Recorded data
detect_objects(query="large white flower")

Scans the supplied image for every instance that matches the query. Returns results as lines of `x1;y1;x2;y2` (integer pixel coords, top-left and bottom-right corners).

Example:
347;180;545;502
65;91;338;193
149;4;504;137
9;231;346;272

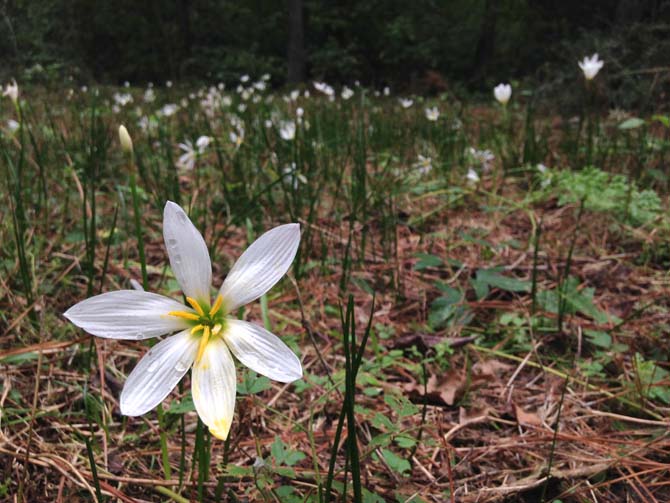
578;53;604;81
493;83;512;105
64;201;302;440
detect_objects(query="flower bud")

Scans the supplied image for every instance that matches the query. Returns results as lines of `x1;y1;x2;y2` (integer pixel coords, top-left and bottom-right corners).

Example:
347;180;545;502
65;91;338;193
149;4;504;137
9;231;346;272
118;125;133;154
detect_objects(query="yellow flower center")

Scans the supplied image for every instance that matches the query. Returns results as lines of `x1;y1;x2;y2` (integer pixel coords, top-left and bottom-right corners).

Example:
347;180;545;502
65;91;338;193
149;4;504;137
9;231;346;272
168;295;226;363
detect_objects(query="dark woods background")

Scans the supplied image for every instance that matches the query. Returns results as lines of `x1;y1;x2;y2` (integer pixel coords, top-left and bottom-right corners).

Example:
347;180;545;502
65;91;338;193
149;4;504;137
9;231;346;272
0;0;669;107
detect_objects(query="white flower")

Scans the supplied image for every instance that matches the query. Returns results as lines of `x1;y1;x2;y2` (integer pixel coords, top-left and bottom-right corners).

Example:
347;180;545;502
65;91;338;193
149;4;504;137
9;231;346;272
383;87;390;96
313;81;334;96
290;89;300;102
279;120;296;141
414;155;433;174
3;79;18;104
578;53;604;80
176;136;211;170
144;88;156;103
283;162;307;189
64;202;302;440
159;104;179;117
119;125;134;154
424;106;439;121
6;119;19;133
493;83;512;105
113;92;133;107
399;98;413;109
468;147;495;171
230;124;245;148
341;86;354;100
296;107;304;118
240;74;250;83
466;168;480;184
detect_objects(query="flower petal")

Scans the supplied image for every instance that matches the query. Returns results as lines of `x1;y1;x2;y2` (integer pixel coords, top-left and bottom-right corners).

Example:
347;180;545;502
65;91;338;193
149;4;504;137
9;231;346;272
192;338;237;440
120;329;198;416
163;201;212;303
64;290;191;340
224;319;302;383
219;224;300;312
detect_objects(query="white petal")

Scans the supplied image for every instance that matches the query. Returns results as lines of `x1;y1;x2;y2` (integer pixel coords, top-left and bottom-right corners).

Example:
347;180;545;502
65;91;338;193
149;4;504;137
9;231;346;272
163;201;212;303
120;329;198;416
64;290;191;340
224;319;302;383
192;338;237;440
219;224;300;312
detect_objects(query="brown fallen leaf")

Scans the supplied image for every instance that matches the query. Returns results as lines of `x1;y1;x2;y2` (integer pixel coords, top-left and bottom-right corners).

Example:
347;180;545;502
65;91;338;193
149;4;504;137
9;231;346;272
514;402;543;426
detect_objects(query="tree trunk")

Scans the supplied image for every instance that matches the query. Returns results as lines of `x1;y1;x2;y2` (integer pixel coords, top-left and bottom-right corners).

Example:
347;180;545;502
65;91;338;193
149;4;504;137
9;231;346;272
287;0;305;84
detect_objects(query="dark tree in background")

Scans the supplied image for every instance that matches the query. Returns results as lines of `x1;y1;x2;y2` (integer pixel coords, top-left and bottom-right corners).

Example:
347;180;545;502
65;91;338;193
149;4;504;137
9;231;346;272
287;0;306;84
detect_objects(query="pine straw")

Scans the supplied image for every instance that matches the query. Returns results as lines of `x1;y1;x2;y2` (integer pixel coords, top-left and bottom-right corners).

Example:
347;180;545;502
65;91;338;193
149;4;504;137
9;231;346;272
2;187;670;502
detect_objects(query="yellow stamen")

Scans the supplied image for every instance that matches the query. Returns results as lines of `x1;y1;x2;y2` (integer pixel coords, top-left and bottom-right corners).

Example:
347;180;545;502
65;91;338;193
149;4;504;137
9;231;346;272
191;324;205;335
186;297;205;317
168;310;200;321
196;325;210;364
211;323;222;336
209;295;224;316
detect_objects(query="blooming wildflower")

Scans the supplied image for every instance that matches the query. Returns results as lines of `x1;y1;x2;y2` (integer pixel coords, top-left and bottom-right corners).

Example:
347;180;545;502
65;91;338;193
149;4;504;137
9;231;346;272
414;155;433;174
578;53;604;80
283;162;307;189
159;104;179;117
313;81;334;97
6;119;19;133
341;86;354;100
425;106;439;121
296;107;304;118
113;92;133;107
65;202;302;440
3;79;18;104
468;147;495;172
290;89;300;102
493;83;512;105
466;168;480;184
144;88;156;103
383;87;390;96
177;136;211;171
399;98;413;109
240;74;250;83
279;120;296;141
166;80;173;88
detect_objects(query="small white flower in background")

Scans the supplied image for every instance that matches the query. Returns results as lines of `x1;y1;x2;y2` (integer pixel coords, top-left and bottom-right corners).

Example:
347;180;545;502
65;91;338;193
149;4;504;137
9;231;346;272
296;107;304;118
425;106;439;121
218;82;225;91
290;89;300;101
383;86;391;96
144;88;156;103
81;85;88;93
466;168;480;184
303;90;310;98
493;83;512;105
166;80;173;88
253;81;266;92
240;74;250;83
159;104;179;117
468;147;495;172
3;79;18;104
283;162;307;189
113;92;133;107
279;120;296;141
64;201;302;440
536;163;547;174
230;124;245;148
237;103;247;113
180;98;189;108
341;86;354;100
414;155;433;174
176;136;211;171
123;81;130;88
578;53;604;80
264;119;273;129
261;73;271;81
5;119;19;133
537;163;551;188
313;81;334;97
399;98;413;109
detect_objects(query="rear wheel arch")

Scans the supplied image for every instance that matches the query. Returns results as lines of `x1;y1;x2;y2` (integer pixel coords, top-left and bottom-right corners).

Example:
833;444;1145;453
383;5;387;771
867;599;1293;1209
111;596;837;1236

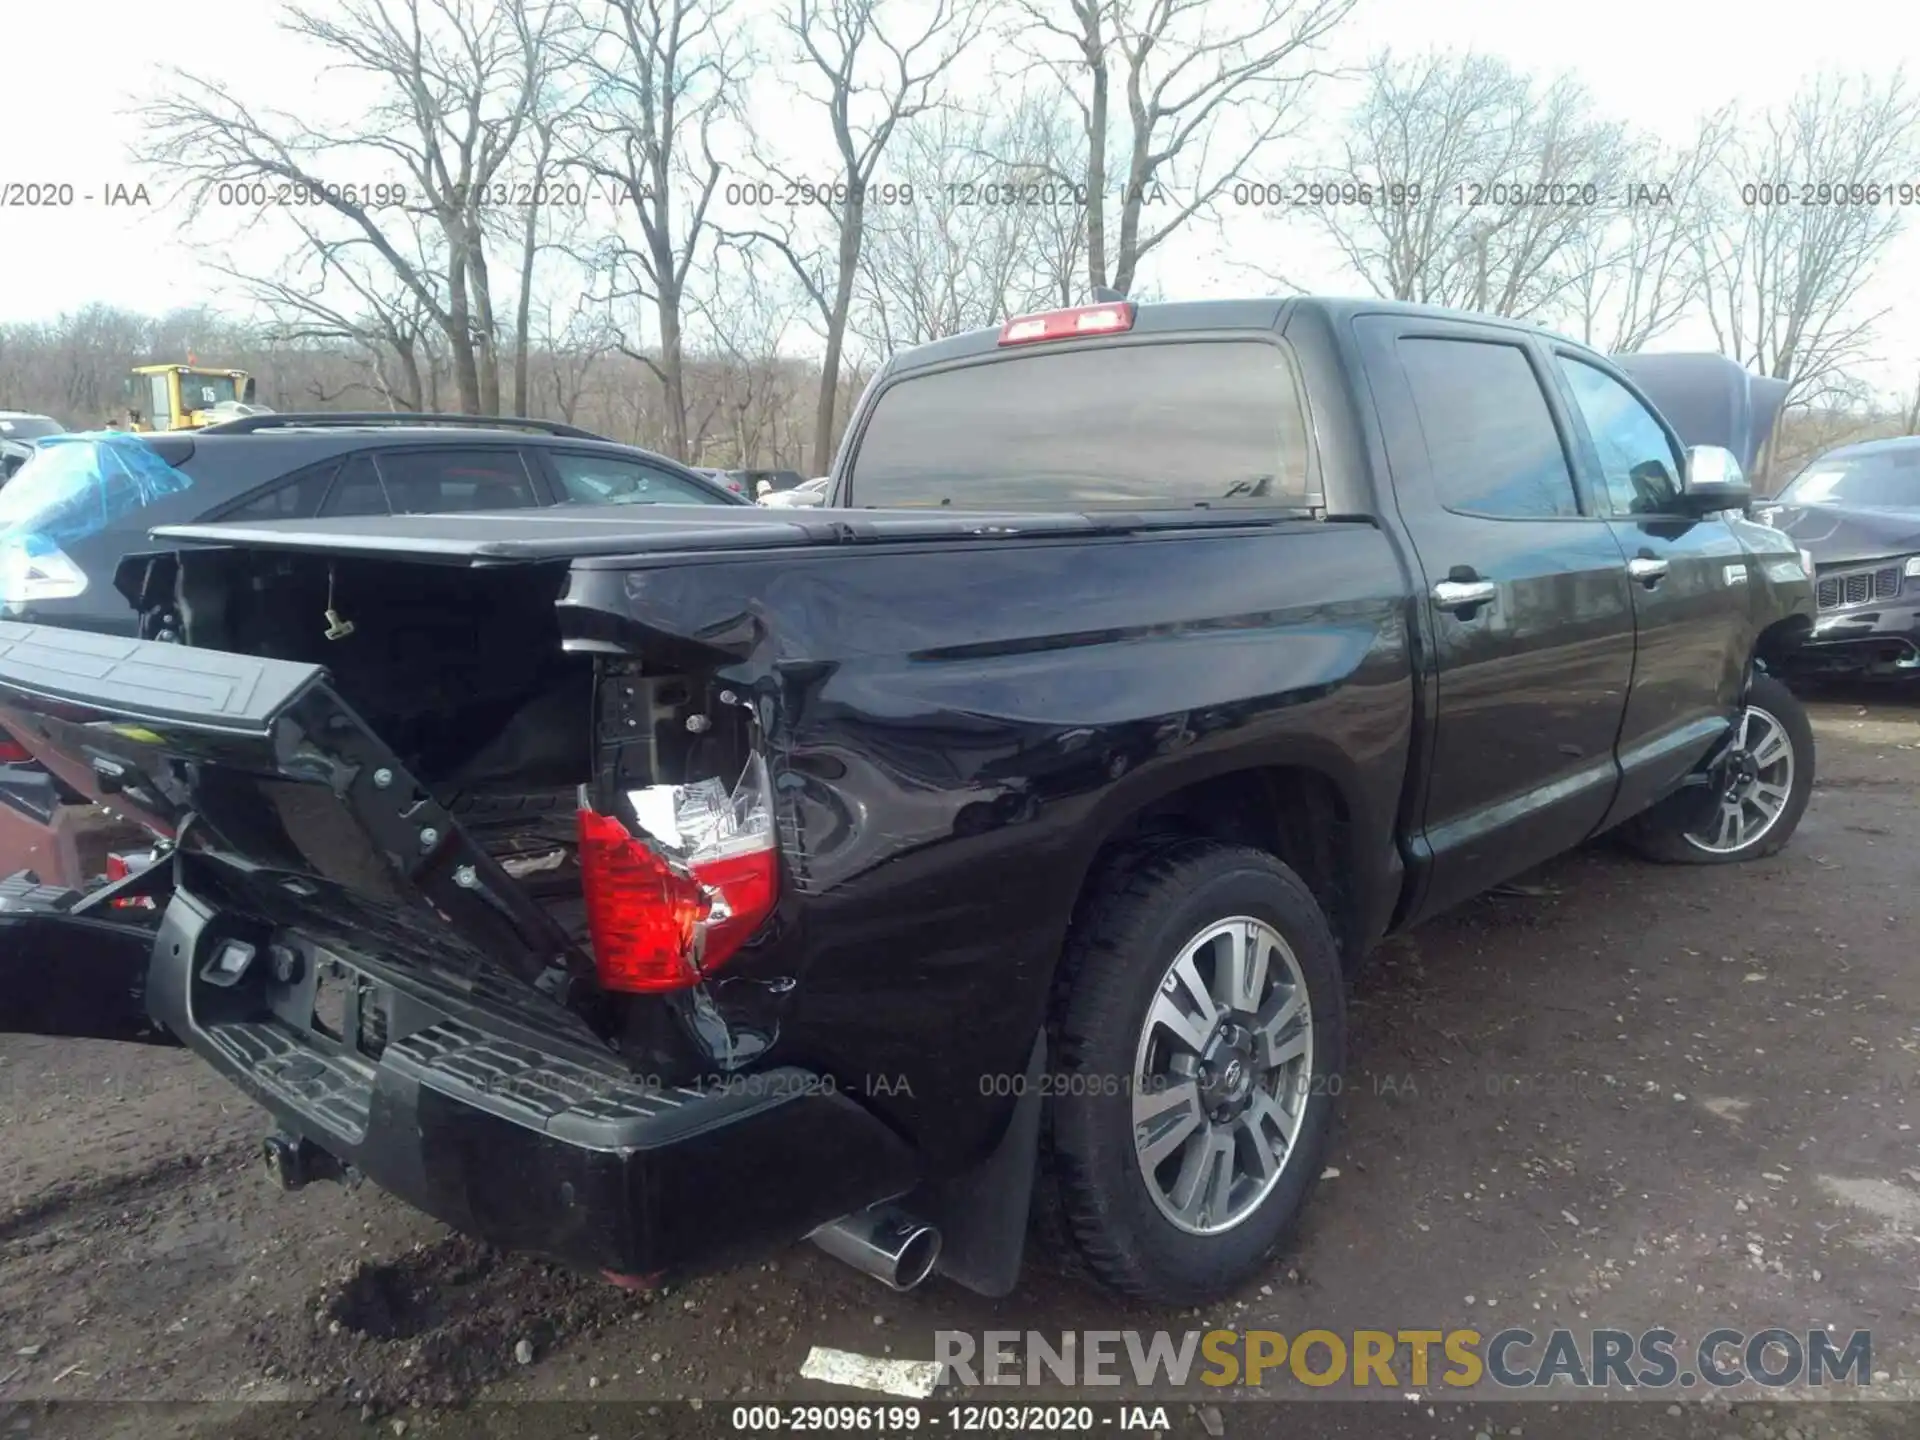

THE TASK:
Without the pictures, reproduce every line of the records above exactly.

ANSWER SPACE:
detect_objects(query="large white flower")

Scans the supplied image for every instance that matches the query. Returns results as lines of `x1;y1;x2;y2` (integer pixel coords, top-left and bottom-right corners).

Example:
347;180;545;502
65;91;338;193
149;4;504;137
9;231;346;272

578;53;604;81
493;83;512;105
64;201;302;440
detect_objects(query="flower bud")

Scans the supplied image for every instance that matches the query. Returns results as lines of `x1;y1;x2;y2` (integer pixel coords, top-left and bottom-right corners).

Example:
347;180;545;502
65;91;338;193
149;4;504;137
9;231;346;272
118;125;133;154
detect_objects(query="yellow flower center")

Scans the supplied image for every instance that matches the query. Returns results as lines of `x1;y1;x2;y2` (integer pixel coords, top-left and bottom-right corners).

Example:
347;180;545;502
65;91;338;193
149;4;504;137
9;231;346;272
168;295;226;363
detect_objects(query="dark woods background")

Scans the supplied image for every instance that matches the query. Returns results as lines of `x1;y1;x2;y2` (integer pixel coords, top-left and bottom-right corners).

Example:
347;180;545;502
65;91;338;193
149;4;504;137
9;231;346;272
0;0;669;107
detect_objects(query="white flower")

Scans the supplied image for every instance that matches the query. Returns results as lines of `x1;y1;x2;y2` (integer pixel coords, top-left and bottom-right corners).

Example:
347;180;545;502
65;91;338;193
149;4;504;137
9;231;346;272
383;87;390;96
313;81;334;96
290;89;300;102
279;120;296;141
414;155;433;174
3;79;18;104
578;53;604;80
176;136;211;170
144;88;156;103
283;162;307;189
64;202;302;440
159;104;179;117
119;125;134;154
424;106;439;121
6;119;19;133
493;83;512;105
113;92;133;107
399;98;413;109
468;147;495;171
230;124;245;148
341;86;354;100
296;107;304;118
240;74;250;83
466;168;480;184
detect_objects(query="flower petal")

Scans the supplied image for every instance that matches the query. Returns results as lines of `x1;y1;x2;y2` (integer pixel coords, top-left and bottom-right corners).

Example:
347;180;545;502
65;91;338;193
149;4;504;137
9;231;346;272
192;338;237;440
120;329;198;416
163;201;212;303
64;290;191;340
224;319;302;383
219;224;300;312
detect_objects(query="white petal")

Scans the supplied image for every instance that matches the query. Returns results as lines of `x1;y1;x2;y2` (integer pixel coords, top-left and bottom-right corners).

Example:
347;180;545;502
65;91;338;193
149;4;504;137
9;231;346;272
163;201;212;303
120;329;198;416
64;290;191;340
224;319;302;383
192;338;237;440
219;224;300;312
detect_objects(query="brown fallen leaf")

Scans the supplied image for every instance that matches the query. Returns results as lines of `x1;y1;x2;y2` (integer pixel coords, top-left and bottom-right corners).

Example:
347;180;545;502
65;91;338;193
149;4;504;137
9;231;346;272
514;402;543;426
detect_objects(query="tree trunk")

Scans the supplied image for every instance that matches the query. Returns results as lines of `x1;y1;x2;y2` (integer pixel coords, top-left and bottom-right corners).

Example:
347;180;545;502
65;91;338;193
149;4;504;137
9;231;346;272
287;0;305;84
detect_objects(query="dark tree in background")

Scans the supplied image for every instance that matches the query. Returns results as lines of `x1;y1;x2;y2` (integer pixel coords, top-left and bottom-right corners).

Example:
347;180;545;502
65;91;338;193
149;4;504;137
9;231;346;272
287;0;306;84
detect_objects(query="pine straw")

Scans the supplied image for every instance that matches the query. Returns results as lines of `x1;y1;x2;y2` (integer pixel coords, top-left and bottom-right corners).

Example:
347;180;545;502
65;91;338;193
149;4;504;137
9;231;346;272
2;187;670;502
detect_objects(query="yellow stamen")

Scans the supplied image for every instance that matches the query. Returns results as lines of `x1;y1;x2;y2` (integer pixel coords, top-left and bottom-right corners).

Example:
347;180;545;502
65;91;338;193
149;4;504;137
9;231;346;272
191;324;205;335
186;297;205;317
168;310;200;321
196;325;210;364
211;323;222;336
209;295;224;316
detect_objects(query="blooming wildflower")

Scans the supplied image for every instance that matches the query. Returns results as lines of `x1;y1;x2;y2` (integer pixel coords, top-left and bottom-right corners).

Example:
347;180;545;502
65;91;338;193
149;4;504;137
9;231;346;272
414;155;433;174
578;53;604;80
283;162;307;189
159;104;179;117
313;81;334;97
6;119;19;133
341;86;354;100
425;106;439;121
296;107;304;118
113;92;133;107
65;202;302;440
3;79;18;104
468;147;495;172
290;89;300;102
493;83;512;105
466;168;480;184
144;88;156;103
383;87;390;96
177;136;211;171
399;98;413;109
240;74;250;83
279;120;296;141
166;80;173;88
detect_objects(query="small white flower in background")

Scans the supplied image for every instance that matches the query. Returns results as lines of `x1;y1;x2;y2` (integer pixel coords, top-left and bottom-right corners).

Example:
347;180;545;502
65;91;338;193
149;4;504;137
9;231;346;272
296;107;304;118
425;106;439;121
218;82;225;91
290;89;300;101
383;86;391;96
144;88;156;103
81;85;88;93
466;168;480;184
303;90;310;98
493;83;512;105
166;80;173;88
253;81;266;92
240;74;250;83
159;104;179;117
468;147;495;172
3;79;18;104
283;162;307;189
113;92;133;107
279;120;296;141
64;201;302;440
536;163;547;174
230;124;245;148
237;103;247;113
180;98;189;108
341;86;354;100
414;155;433;174
176;136;211;171
123;81;130;88
578;53;604;80
264;119;273;129
261;73;271;81
5;119;19;133
537;163;551;188
313;81;334;97
399;98;413;109
detect_objects(query="rear wheel arch")

Scans the supplied image for every instance that matches the query. Returns results as lines of `x1;y1;x2;y2` (integer pixel coords, top-left and bottom-right corners).

Example:
833;444;1145;453
383;5;387;771
867;599;1293;1209
111;596;837;1236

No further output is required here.